[Exercise data Boundary: Start]

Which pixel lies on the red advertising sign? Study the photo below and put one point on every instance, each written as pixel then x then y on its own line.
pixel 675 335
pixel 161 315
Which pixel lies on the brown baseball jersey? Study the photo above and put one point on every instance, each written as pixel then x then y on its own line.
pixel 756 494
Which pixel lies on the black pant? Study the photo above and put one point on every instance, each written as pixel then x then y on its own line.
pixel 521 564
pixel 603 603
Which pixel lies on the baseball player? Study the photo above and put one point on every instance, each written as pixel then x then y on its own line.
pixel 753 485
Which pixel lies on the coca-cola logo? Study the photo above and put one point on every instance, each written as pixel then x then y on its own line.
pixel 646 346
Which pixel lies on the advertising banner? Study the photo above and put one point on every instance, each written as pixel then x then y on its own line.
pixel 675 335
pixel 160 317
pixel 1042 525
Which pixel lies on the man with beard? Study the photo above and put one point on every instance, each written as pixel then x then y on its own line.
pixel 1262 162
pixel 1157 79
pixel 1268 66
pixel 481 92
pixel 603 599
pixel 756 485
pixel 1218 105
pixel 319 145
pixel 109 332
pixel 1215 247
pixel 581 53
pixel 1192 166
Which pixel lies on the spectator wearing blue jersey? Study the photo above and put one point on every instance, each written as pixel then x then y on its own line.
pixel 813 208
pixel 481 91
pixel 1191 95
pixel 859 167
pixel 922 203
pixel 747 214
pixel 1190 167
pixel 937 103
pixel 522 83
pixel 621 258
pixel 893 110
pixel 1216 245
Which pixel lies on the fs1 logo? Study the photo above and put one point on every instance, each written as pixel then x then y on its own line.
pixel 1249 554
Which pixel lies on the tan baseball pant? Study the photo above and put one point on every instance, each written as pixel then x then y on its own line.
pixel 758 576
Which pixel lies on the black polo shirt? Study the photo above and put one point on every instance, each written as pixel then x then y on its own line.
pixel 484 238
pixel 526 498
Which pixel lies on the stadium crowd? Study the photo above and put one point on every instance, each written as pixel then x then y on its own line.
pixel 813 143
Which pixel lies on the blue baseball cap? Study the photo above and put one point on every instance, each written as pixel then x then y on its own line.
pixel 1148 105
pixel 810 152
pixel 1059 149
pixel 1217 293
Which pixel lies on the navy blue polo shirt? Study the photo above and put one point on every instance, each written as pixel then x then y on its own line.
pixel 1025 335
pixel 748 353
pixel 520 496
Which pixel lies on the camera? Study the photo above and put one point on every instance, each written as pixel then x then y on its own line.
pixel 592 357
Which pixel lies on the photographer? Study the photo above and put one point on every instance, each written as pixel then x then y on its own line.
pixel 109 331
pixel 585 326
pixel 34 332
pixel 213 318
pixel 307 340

[Exercise data Boundary: End]

About this exercise:
The task requires an exact transcription of all the data.

Result:
Which pixel lies on the red advertising sign? Study the photo below and put one point on every instance, each written as pixel then x then y on its own line.
pixel 675 335
pixel 161 315
Which pixel lies on the brown baseball jersey? Study the photo above and put one point on every instance, each written as pixel then x then y on its own line.
pixel 756 494
Which pixel lies on the black pant? Study the photo above and put one point on every instance, each written as pixel then x then y on its own line.
pixel 521 564
pixel 603 603
Which pixel lies on the baseball player? Study the photo above and put one point on every instance, each written as pixel then x then y on its own line.
pixel 753 485
Which pixel lies on the coca-cola logo? Study the photo above and put one point on every instance, each written as pixel then x then y on its own line.
pixel 646 346
Which pixel lies on the advertising banner? Study the photo above and put one point on every instance, each written as pixel then x then y on its own line.
pixel 675 335
pixel 160 317
pixel 1042 525
Which pixel lies on the man with beard? Study the photo above and put one point on every instance, each written as pixel then x then y on its own line.
pixel 1262 162
pixel 1157 79
pixel 1268 66
pixel 481 92
pixel 603 599
pixel 756 485
pixel 1218 105
pixel 319 145
pixel 109 332
pixel 1215 247
pixel 581 53
pixel 1192 166
Which pixel lies on the spectator wearing blue jersey? Study the photo above and put one point on every instance, each written as pixel then x then y on its own line.
pixel 813 208
pixel 481 91
pixel 1191 95
pixel 859 167
pixel 922 203
pixel 747 214
pixel 1190 167
pixel 937 103
pixel 522 83
pixel 621 258
pixel 893 110
pixel 1216 245
Which pixel lies on the fs1 logo? Study the photo above and put one point on every instance, each written as pixel then x then y on its own line.
pixel 1249 554
Which pixel lies on the tan baseball pant? Study the photo above and put one point on every instance, each written as pixel then x then y on its own line.
pixel 758 576
Which pixel lies on the black polo shirt? Study the photo above and put one point on every instance, each written as pixel then x then y on its own line.
pixel 484 238
pixel 526 498
Which pixel lies on the stadium crowd? Study the photo above and put one point on every instance, each written as pixel then x then y on its own line.
pixel 813 143
Which pixel lies on the blue baseball cap? Study the photo above and put one point on every instance, each written as pixel then x then y on its own line.
pixel 1148 105
pixel 810 152
pixel 1059 149
pixel 1217 293
Which pixel lies on the navy blue polo shirt? Study the photo above and put one point on every instance, each written as pixel then x then y on its own line.
pixel 1025 335
pixel 748 353
pixel 520 496
Which pixel lies on the camera? Study the photo above and put one point on every instance, each written as pixel then x then y on its own line.
pixel 592 357
Which pixel lies on the photographer? Study the photo above and put one point on every instance, each written as pixel then x then y on its own line.
pixel 109 331
pixel 585 326
pixel 34 332
pixel 213 318
pixel 307 340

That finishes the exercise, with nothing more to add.